**Point annotation dataset records:**
————

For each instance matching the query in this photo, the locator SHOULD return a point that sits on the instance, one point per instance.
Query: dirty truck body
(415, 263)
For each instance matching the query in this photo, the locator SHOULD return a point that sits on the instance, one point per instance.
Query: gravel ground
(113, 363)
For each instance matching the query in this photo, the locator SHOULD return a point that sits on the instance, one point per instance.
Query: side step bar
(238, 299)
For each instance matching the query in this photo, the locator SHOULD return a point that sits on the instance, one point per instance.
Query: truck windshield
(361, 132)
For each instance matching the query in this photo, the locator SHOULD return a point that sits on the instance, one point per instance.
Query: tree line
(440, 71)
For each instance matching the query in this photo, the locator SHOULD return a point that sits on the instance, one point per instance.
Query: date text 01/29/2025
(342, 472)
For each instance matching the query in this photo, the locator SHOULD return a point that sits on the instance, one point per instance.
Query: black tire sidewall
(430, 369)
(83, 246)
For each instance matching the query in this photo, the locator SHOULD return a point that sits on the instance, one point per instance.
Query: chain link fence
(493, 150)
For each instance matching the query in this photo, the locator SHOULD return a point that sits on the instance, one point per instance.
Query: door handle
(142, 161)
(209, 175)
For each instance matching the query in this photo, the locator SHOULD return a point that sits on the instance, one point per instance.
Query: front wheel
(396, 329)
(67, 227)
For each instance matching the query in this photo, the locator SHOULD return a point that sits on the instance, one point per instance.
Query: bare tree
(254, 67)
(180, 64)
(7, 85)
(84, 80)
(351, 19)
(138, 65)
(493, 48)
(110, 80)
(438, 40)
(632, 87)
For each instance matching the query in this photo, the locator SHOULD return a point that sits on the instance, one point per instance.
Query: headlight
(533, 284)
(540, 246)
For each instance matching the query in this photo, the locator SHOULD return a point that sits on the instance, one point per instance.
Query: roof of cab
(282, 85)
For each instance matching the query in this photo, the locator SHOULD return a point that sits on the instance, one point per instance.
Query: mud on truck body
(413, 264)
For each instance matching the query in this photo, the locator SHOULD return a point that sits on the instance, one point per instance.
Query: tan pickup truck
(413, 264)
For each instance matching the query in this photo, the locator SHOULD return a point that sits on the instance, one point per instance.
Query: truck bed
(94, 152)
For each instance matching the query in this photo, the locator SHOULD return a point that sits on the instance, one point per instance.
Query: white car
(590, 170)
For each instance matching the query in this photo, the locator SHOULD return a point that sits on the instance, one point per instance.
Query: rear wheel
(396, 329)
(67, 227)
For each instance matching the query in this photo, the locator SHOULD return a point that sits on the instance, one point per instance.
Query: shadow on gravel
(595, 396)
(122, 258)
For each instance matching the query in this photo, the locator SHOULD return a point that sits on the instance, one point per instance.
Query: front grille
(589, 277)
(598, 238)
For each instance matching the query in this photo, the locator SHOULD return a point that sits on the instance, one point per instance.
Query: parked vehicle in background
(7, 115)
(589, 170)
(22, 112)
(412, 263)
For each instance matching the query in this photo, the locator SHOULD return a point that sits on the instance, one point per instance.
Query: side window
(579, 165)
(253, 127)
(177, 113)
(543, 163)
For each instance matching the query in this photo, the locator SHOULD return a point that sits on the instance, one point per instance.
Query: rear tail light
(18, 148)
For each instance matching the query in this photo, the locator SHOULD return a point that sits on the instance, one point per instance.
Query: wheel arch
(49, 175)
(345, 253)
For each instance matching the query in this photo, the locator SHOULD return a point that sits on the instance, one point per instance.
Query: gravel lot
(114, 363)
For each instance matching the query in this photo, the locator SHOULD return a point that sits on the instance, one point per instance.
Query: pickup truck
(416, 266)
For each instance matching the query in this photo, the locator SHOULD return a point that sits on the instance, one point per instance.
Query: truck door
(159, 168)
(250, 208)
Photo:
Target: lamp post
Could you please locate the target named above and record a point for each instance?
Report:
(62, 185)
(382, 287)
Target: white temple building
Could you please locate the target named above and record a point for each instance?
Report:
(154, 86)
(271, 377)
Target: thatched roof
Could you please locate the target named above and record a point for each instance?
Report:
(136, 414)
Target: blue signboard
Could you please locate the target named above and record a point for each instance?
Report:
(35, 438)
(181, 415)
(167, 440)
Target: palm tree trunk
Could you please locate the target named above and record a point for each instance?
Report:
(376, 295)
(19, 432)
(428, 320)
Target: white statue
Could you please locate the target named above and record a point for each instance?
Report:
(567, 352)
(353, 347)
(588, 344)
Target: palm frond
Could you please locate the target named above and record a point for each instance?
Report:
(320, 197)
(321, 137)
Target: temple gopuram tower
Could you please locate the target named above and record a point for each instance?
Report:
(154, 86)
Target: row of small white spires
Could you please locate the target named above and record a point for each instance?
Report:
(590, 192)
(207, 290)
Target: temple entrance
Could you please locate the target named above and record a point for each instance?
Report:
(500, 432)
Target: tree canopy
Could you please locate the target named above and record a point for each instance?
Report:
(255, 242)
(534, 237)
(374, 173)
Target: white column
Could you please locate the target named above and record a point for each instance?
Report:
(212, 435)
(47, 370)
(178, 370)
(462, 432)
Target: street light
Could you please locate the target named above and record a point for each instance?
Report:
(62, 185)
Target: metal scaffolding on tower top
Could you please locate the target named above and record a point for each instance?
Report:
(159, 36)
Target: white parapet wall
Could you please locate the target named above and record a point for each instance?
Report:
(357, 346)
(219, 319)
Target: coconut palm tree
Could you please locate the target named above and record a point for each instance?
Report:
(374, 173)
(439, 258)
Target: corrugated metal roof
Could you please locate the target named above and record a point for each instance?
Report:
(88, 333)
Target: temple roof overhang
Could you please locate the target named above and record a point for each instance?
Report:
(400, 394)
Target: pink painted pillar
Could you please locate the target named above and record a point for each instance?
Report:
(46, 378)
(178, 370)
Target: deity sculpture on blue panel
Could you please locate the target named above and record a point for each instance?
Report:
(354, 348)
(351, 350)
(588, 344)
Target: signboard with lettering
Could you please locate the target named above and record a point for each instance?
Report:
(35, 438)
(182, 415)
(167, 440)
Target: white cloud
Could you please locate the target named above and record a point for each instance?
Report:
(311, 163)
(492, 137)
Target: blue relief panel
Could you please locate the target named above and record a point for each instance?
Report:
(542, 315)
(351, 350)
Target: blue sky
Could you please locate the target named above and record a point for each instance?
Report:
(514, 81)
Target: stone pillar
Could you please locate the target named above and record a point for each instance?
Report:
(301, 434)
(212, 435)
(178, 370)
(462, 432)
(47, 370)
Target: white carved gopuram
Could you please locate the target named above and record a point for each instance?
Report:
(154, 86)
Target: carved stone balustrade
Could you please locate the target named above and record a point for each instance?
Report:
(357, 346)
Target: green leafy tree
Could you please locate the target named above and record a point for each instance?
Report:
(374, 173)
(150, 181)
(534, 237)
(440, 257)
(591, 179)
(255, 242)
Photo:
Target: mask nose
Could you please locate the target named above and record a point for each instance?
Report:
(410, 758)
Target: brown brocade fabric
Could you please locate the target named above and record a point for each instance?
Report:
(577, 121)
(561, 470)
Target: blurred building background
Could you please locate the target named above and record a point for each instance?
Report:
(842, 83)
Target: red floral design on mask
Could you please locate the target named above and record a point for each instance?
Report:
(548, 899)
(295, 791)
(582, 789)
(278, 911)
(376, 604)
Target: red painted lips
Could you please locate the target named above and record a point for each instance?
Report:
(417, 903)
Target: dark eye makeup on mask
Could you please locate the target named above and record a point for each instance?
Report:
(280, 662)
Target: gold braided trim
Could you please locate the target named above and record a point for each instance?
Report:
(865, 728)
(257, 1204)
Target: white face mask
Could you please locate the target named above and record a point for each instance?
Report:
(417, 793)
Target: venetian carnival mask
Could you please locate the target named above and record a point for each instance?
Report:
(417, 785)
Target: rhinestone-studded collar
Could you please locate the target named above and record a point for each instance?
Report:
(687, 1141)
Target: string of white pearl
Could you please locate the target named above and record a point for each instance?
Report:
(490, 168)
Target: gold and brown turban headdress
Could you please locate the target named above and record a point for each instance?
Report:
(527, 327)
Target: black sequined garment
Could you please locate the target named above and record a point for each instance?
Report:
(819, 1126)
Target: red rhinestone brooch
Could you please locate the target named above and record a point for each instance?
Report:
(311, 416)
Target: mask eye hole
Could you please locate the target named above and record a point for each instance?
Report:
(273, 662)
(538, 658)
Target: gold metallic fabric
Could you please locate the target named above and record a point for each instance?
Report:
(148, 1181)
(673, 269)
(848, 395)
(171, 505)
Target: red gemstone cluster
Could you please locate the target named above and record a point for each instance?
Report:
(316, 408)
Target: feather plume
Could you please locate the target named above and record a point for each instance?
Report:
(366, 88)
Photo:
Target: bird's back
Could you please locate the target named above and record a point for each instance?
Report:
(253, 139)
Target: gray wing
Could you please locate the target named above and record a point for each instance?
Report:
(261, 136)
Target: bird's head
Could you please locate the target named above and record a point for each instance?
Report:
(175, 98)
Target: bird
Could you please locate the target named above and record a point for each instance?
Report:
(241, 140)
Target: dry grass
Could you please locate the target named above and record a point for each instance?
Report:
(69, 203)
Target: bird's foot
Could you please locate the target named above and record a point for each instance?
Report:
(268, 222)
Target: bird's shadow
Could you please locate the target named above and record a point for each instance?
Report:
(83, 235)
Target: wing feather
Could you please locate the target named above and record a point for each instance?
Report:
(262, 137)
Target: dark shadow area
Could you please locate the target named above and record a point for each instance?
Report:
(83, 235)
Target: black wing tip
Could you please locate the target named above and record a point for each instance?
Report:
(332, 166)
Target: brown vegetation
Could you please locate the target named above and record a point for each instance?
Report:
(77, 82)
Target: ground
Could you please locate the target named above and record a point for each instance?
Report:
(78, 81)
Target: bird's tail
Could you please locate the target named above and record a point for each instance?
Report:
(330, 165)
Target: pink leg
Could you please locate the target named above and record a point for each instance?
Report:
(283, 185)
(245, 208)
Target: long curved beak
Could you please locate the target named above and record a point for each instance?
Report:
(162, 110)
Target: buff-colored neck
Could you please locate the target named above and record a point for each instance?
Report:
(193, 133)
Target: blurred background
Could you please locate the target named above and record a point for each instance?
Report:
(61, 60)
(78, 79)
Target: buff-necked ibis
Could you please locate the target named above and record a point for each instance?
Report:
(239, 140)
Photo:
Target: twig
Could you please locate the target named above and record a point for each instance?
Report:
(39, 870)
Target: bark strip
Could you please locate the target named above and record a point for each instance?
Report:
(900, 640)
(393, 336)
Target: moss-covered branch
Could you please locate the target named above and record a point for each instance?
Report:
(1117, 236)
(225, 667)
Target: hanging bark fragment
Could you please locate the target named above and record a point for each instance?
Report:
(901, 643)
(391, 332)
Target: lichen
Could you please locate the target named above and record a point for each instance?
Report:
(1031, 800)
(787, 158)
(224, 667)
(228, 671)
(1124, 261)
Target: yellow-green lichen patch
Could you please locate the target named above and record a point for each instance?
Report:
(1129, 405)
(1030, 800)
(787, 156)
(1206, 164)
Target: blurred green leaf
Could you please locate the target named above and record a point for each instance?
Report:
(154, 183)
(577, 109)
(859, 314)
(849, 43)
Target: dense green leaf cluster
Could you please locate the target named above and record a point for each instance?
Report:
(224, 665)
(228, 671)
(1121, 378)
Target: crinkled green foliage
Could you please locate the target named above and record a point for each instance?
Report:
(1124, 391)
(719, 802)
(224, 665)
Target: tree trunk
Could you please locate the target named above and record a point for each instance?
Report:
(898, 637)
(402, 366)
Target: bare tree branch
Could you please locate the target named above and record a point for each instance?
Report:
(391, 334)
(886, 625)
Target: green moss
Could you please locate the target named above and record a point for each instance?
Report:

————

**Task description:**
Give back exactly the lines that run from the line with "Target: moss-covered branch" through the close of the material, counting both ends, and nothing more.

**Exercise result:**
Target: moss-covered branch
Could you please locate the target named above and record a point for each instance?
Report:
(1117, 236)
(225, 667)
Target: hanging bark fragment
Could you please locate the target named above and record a point for each instance?
Report:
(901, 643)
(391, 332)
Target: lichen
Could you please locate the target named above and record a point for each instance?
Report:
(1031, 800)
(787, 158)
(224, 667)
(228, 671)
(1124, 261)
Target: yellow-green lichen patch
Could you please locate the target named above and record a point for each instance?
Report:
(1129, 405)
(1030, 800)
(787, 156)
(1206, 164)
Target: blurred green leaf
Could you please locate the target named above and record a point for each instance?
Report:
(154, 183)
(577, 109)
(859, 314)
(849, 43)
Target: dense green leaf cluster
Could you please locate the target named above and record a point for each instance?
Report:
(224, 665)
(228, 671)
(1121, 378)
Target: crinkled green foliage
Could you please locate the target named above and record a point for each instance?
Report:
(1124, 391)
(719, 802)
(224, 665)
Target: tree trunk
Could you please locate the target named above and record a point for each instance?
Report:
(898, 637)
(402, 366)
Target: bare tree branch
Could you please locate the target named above and record a point for each instance?
Report:
(391, 334)
(886, 625)
Target: green moss
Could you please locate the target named above and record a point for each instance?
Report:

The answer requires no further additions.